- SOURCE EXTRACT
Inspired by the myriad of Buzzfeed articles on my Facebook feed, I decided to make my own list. Crushing on characters (both alive and dead, real and fictional) is probably what steered me toward my lucrative career path in words and stuff. Josh Lyman, Tina Fey, Gonff, Paula Poundstone, Tom Hiddleston, Minerva McGonagall, Ender Wiggin, Ender Wiggin, Ender Wiggin, the saukerl Rudy Steiner—I could gush all day about any of them, but it’s Christmas/finals season and none of us has the time.
So I shortened the list to dead people. Thus, my top five historical crushes:
5. Francis Marion, the Swamp Fox (1732-1795)
Stay with me here. I know Marion isn’t a good guy, no matter how Mel Gibson might portray in him. “The Swamp Fox” was infamous for being disturbingly brutal to the British he captured, a rapist of his black slaves, and a racist who spent a lot of his occupational energies on murdering Cherokee Indians.

- GIVEN INSTRUCTION 1
List each distinct name in the run of crushes that the first paragraph of the crushes passage gives before the dash, counting a repeated name only once.

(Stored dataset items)
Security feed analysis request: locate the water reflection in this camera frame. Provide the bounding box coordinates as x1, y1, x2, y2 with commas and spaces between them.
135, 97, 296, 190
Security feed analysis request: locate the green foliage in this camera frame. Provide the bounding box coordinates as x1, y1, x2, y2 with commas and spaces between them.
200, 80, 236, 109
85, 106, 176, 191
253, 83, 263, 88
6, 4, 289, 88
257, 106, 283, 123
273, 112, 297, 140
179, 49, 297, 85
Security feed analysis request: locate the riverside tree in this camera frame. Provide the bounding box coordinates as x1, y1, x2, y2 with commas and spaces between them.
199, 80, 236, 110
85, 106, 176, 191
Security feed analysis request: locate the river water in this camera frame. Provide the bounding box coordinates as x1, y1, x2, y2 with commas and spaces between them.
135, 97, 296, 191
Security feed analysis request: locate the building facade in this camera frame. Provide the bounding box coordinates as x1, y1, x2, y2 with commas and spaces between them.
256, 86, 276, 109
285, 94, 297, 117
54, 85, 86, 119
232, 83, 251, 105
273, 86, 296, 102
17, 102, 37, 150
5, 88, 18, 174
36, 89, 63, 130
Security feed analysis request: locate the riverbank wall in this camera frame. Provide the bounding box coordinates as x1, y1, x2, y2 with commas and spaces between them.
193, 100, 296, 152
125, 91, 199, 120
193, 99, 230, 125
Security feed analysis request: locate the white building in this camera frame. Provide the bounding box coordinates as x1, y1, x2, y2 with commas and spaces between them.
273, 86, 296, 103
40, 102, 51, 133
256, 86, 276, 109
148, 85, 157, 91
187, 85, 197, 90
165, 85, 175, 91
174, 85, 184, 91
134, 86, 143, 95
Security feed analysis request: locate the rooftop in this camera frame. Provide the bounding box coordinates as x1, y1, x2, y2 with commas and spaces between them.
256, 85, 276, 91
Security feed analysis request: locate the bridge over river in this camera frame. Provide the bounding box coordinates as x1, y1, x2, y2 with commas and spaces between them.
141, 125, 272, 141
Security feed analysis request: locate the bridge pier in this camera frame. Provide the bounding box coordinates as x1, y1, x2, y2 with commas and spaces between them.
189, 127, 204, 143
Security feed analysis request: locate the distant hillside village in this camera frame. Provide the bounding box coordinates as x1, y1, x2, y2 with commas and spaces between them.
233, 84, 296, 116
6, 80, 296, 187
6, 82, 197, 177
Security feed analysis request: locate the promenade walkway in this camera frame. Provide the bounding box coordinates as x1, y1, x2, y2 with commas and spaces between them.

- GIVEN INSTRUCTION 2
Pick out every line of the entries above that contains the word "building", and copy each one in full.

- FULL ANSWER 1
Josh Lyman, Tina Fey, Gonff, Paula Poundstone, Tom Hiddleston, Minerva McGonagall, Ender Wiggin, Rudy Steiner

- FULL ANSWER 2
Security feed analysis request: locate the building facade in this camera frame. Provide the bounding box coordinates as x1, y1, x2, y2 with commas and spaces between them.
Security feed analysis request: locate the white building in this camera frame. Provide the bounding box coordinates as x1, y1, x2, y2 with commas and spaces between them.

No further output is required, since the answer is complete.